*Source text*.
----------
‘Eye in the Sky’ Is Drone Drama Done Right

Ethical questions, Alan Rickman ... and just the right amount of comedy

‘Eye in the Sky’ Is Drone Drama Done Right ‘Eye in the Sky’ Is Drone Drama Done Right
The guy responsible for X-Men Origins: Wolverine directed the most tense political thriller I’ve ever seen. In drone warfare, who decides to kill and... ‘Eye in the Sky’ Is Drone Drama Done Right

The guy responsible for X-Men Origins: Wolverine directed the most tense political thriller I’ve ever seen. In drone warfare, who decides to kill and why? And is it worth sacrificing one life to save 80?

These are the questions Gavin Hood’s Eye in the Sky grapples with. And in addition to a great thriller, it’s the best war movie I’ve seen so far in 2016 and the best movie about drones ever made.

Anyone who took a survey level ethics class in college will be familiar with the setup of Eye in the Sky. In a common classroom exercise called the Trolley Problem, students decide between two unpleasant fates. A train is speeding down the track and at the end of the line are five people tied to the track. There’s no way to save them.

But the student can pull a lever to switch the train onto a different track and save those five lives. The only problem is that some poor bastard waits on the other track. Do nothing and five die. Pull the lever and kill one to save five.

That’s Eye in the Sky in a nutshell — the Trolley Problem done with drones, a beautiful script and world class actors.

Icono WIB

Eye in the Sky tells the story of a single drone operation. The British and Kenyan governments have teamed up to capture wanted terrorist Susan Danford, a British citizen. Danford and her husband work with Al Shabab and have planned and executed a slew of bombings in East Africa.
----------
*Recorded data*.
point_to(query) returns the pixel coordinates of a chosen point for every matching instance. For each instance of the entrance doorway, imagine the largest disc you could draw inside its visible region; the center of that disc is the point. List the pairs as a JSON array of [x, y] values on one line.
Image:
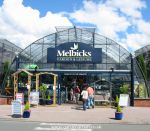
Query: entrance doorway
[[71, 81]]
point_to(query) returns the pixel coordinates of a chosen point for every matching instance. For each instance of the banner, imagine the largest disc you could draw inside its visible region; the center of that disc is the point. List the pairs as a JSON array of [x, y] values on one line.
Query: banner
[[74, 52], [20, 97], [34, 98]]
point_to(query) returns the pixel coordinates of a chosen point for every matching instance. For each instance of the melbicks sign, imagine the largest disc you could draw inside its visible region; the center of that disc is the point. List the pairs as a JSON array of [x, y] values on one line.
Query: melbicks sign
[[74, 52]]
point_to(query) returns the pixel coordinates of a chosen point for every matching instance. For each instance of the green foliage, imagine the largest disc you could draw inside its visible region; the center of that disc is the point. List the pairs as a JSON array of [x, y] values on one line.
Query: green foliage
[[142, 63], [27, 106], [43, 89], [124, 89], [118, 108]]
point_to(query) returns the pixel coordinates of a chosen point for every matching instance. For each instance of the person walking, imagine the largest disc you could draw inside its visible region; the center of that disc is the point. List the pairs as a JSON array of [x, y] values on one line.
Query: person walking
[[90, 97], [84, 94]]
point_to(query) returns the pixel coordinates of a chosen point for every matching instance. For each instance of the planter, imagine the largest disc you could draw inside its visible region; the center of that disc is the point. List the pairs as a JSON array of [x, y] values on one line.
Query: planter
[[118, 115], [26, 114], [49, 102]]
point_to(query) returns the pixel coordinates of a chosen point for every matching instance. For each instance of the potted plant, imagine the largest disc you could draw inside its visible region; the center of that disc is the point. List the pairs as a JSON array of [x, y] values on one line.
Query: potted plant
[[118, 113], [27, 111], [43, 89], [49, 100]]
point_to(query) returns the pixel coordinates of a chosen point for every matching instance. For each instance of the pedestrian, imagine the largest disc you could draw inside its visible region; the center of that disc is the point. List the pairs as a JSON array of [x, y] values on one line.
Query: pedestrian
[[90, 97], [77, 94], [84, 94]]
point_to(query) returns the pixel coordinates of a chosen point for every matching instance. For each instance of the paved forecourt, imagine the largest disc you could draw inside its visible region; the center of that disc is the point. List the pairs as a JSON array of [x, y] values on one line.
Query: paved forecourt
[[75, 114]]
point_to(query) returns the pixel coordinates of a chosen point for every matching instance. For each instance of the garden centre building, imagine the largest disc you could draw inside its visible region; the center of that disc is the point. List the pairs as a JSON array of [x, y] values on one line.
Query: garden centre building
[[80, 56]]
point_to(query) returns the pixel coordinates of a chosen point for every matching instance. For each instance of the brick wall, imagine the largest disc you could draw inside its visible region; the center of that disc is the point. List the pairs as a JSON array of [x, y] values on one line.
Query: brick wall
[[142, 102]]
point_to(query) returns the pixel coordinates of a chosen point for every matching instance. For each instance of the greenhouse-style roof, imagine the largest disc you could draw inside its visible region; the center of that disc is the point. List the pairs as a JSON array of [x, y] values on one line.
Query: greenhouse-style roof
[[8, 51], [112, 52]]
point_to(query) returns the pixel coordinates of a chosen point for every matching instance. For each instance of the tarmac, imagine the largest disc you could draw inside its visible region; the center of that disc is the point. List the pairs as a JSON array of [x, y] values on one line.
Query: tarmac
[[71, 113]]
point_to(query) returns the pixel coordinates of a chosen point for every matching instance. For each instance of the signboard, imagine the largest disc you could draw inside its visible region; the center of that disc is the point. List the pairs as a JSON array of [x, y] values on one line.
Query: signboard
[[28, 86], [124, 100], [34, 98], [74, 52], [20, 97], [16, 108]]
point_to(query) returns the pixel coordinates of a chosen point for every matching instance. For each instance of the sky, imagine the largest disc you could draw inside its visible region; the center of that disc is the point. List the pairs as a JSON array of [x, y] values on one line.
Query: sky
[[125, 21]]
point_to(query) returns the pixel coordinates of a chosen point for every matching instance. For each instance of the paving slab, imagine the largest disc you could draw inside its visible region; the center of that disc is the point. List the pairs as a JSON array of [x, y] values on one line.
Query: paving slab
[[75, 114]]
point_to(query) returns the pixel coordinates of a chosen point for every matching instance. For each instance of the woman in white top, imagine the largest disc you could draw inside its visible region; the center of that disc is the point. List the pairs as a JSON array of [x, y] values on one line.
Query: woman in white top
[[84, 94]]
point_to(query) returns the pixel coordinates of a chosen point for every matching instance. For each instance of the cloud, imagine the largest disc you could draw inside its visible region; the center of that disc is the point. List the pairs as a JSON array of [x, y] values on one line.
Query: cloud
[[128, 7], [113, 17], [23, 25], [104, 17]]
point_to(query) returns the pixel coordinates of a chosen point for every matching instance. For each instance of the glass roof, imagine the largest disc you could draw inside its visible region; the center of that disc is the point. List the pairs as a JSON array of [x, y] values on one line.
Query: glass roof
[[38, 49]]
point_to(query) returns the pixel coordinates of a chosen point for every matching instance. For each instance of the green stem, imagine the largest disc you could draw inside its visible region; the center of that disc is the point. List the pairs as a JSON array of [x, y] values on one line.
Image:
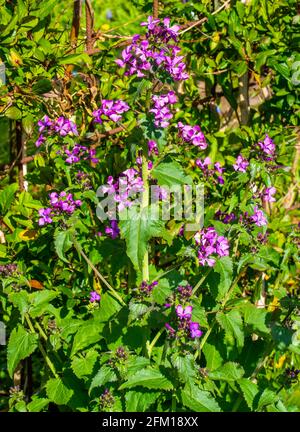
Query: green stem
----------
Reproduce the entire Eye in the Sky review from above, keeping every line unchanged.

*Answer to the exercise*.
‘Eye in the Sky’ Is Drone Drama Done Right

Ethical questions, Alan Rickman ... and just the right amount of comedy

‘Eye in the Sky’ Is Drone Drama Done Right ‘Eye in the Sky’ Is Drone Drama Done Right
The guy responsible for X-Men Origins: Wolverine directed the most tense political thriller I’ve ever seen. In drone warfare, who decides to kill and... ‘Eye in the Sky’ Is Drone Drama Done Right

The guy responsible for X-Men Origins: Wolverine directed the most tense political thriller I’ve ever seen. In drone warfare, who decides to kill and why? And is it worth sacrificing one life to save 80?

These are the questions Gavin Hood’s Eye in the Sky grapples with. And in addition to a great thriller, it’s the best war movie I’ve seen so far in 2016 and the best movie about drones ever made.

Anyone who took a survey level ethics class in college will be familiar with the setup of Eye in the Sky. In a common classroom exercise called the Trolley Problem, students decide between two unpleasant fates. A train is speeding down the track and at the end of the line are five people tied to the track. There’s no way to save them.

But the student can pull a lever to switch the train onto a different track and save those five lives. The only problem is that some poor bastard waits on the other track. Do nothing and five die. Pull the lever and kill one to save five.

That’s Eye in the Sky in a nutshell — the Trolley Problem done with drones, a beautiful script and world class actors.

Icono WIB

Eye in the Sky tells the story of a single drone operation. The British and Kenyan governments have teamed up to capture wanted terrorist Susan Danford, a British citizen. Danford and her husband work with Al Shabab and have planned and executed a slew of bombings in East Africa.